Task description
Using the records below, return exactly the lines from the one containing "In this photo, where can the dead" through the last, and omit pictures.

Given information
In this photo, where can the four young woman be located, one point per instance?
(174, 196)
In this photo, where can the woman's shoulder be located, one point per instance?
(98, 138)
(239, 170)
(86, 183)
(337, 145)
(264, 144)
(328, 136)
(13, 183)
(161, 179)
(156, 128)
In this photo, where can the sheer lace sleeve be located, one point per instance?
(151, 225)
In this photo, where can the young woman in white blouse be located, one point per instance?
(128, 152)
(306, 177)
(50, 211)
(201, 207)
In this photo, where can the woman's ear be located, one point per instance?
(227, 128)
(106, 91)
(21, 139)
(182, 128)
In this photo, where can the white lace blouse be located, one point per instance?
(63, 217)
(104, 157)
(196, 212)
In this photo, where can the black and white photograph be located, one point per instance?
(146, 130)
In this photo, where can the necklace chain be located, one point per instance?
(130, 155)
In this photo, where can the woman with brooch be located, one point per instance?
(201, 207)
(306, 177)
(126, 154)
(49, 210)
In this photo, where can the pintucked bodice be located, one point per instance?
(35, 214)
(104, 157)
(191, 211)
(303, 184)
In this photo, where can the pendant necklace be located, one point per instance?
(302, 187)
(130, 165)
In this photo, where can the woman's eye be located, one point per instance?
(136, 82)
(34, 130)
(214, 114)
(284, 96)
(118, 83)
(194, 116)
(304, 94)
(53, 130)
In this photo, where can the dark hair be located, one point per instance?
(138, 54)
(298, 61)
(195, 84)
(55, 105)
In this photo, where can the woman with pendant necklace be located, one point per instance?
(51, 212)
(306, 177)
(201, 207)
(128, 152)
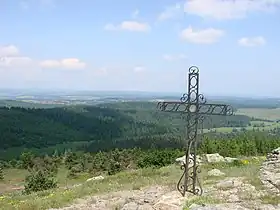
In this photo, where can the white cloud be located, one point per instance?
(28, 4)
(203, 36)
(138, 69)
(67, 63)
(171, 12)
(135, 14)
(16, 61)
(10, 57)
(8, 50)
(252, 41)
(169, 57)
(228, 9)
(129, 26)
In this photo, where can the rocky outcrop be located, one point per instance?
(270, 172)
(208, 158)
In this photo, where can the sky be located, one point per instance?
(141, 45)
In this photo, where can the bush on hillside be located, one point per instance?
(1, 172)
(39, 181)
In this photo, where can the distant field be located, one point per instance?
(262, 113)
(254, 125)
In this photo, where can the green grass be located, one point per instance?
(128, 180)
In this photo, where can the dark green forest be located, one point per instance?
(95, 128)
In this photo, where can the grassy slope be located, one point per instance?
(125, 180)
(262, 113)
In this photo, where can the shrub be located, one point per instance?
(1, 172)
(113, 167)
(39, 181)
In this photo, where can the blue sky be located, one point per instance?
(141, 45)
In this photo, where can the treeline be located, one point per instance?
(43, 169)
(93, 128)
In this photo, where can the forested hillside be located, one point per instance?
(94, 128)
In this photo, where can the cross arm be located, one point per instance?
(204, 109)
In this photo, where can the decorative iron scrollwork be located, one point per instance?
(195, 106)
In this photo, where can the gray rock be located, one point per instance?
(130, 206)
(214, 158)
(215, 172)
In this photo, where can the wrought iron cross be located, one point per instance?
(195, 106)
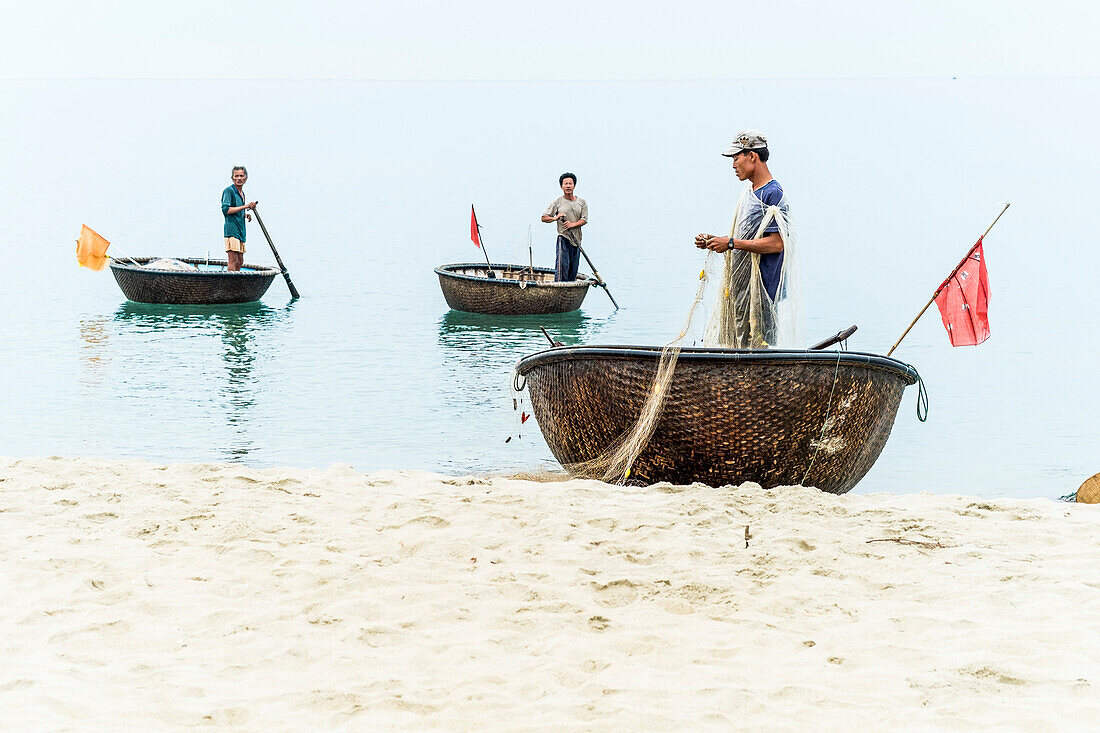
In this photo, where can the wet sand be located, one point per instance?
(167, 597)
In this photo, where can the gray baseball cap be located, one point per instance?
(746, 140)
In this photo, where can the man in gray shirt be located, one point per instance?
(570, 212)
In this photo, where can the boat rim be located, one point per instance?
(718, 354)
(446, 270)
(253, 271)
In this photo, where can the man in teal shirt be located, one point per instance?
(234, 210)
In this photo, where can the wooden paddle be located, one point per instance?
(294, 291)
(834, 339)
(600, 281)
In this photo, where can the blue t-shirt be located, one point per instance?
(771, 265)
(234, 222)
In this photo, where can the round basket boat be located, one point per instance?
(209, 284)
(816, 418)
(516, 291)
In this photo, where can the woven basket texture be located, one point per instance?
(1089, 493)
(514, 292)
(202, 287)
(776, 418)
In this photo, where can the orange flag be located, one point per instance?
(91, 250)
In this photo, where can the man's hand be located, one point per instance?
(718, 244)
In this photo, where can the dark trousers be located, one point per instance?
(569, 260)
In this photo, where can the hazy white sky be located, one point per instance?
(516, 40)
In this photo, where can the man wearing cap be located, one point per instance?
(235, 210)
(570, 212)
(749, 153)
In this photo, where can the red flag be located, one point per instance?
(964, 299)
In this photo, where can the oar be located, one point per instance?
(600, 281)
(294, 291)
(834, 339)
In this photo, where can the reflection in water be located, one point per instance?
(95, 354)
(481, 350)
(474, 330)
(238, 327)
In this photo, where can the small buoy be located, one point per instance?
(1089, 493)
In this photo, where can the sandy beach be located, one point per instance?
(141, 595)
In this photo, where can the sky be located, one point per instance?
(421, 40)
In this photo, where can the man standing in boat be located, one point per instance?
(755, 277)
(570, 212)
(235, 211)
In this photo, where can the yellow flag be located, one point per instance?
(91, 250)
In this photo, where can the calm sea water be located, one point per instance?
(365, 187)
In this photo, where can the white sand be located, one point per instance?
(147, 597)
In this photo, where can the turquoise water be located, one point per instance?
(366, 187)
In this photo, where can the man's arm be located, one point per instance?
(583, 219)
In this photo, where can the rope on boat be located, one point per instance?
(828, 411)
(922, 398)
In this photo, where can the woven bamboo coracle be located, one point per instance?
(816, 418)
(516, 291)
(191, 287)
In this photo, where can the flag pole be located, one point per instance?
(944, 284)
(481, 243)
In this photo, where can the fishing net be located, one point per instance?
(754, 304)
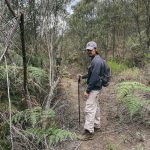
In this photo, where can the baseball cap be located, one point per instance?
(90, 45)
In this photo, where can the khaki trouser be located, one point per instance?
(92, 112)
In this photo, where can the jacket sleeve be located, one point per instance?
(95, 75)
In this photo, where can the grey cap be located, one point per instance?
(91, 45)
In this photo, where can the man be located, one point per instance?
(94, 85)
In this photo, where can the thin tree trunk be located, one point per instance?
(25, 81)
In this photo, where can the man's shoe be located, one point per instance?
(97, 129)
(86, 136)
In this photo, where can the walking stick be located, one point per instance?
(79, 99)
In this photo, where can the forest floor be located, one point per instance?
(117, 133)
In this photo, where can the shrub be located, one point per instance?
(116, 68)
(132, 101)
(130, 74)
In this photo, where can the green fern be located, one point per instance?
(126, 95)
(34, 118)
(53, 135)
(37, 74)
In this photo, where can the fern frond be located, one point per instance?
(37, 74)
(125, 88)
(33, 116)
(126, 96)
(53, 135)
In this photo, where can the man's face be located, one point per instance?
(91, 53)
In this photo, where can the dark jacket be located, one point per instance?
(94, 72)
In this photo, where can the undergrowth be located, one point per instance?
(38, 126)
(126, 95)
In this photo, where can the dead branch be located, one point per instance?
(10, 37)
(10, 8)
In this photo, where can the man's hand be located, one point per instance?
(86, 95)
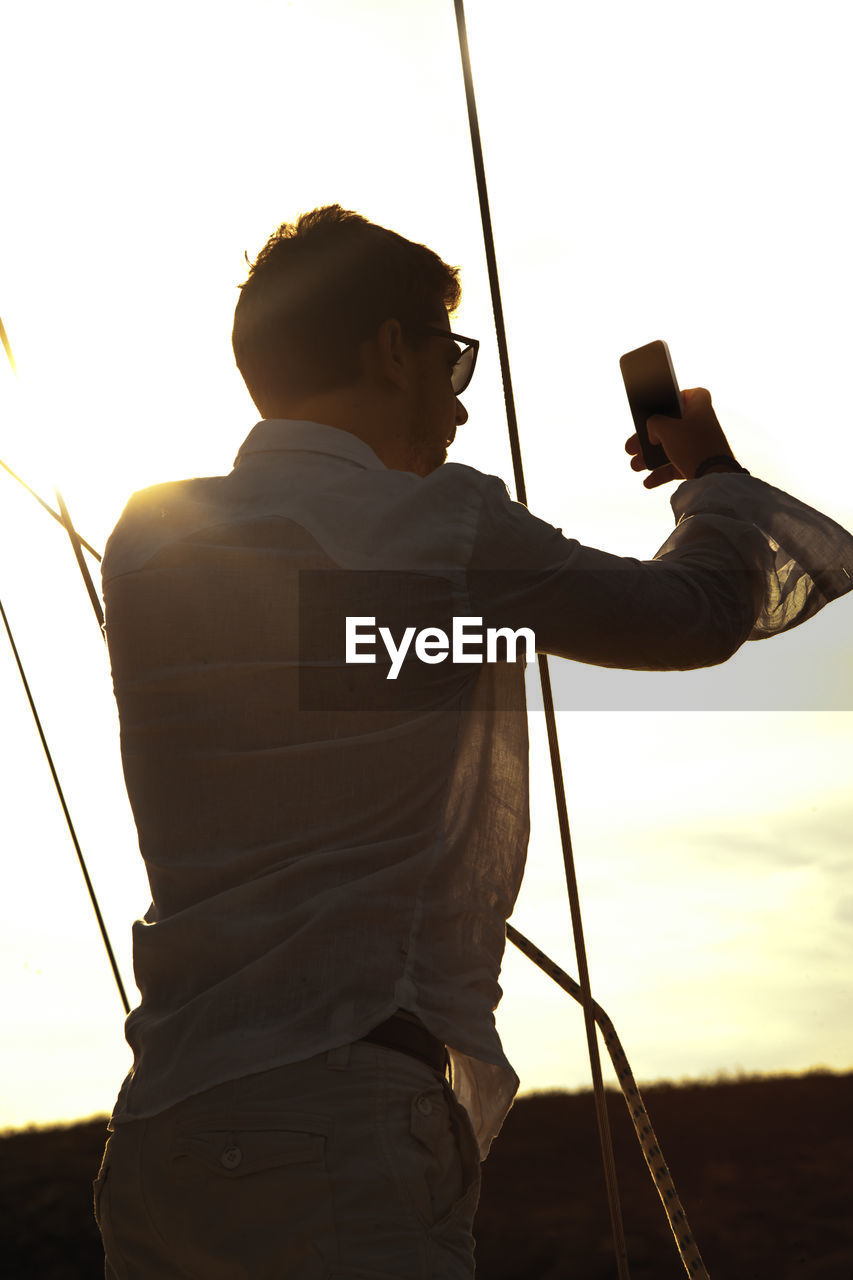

Solution to this task
In this photo, where can the dead branch be located, one point per instance?
(10, 37)
(10, 8)
In this photo, where can the man's hand be located, one point per instance?
(86, 95)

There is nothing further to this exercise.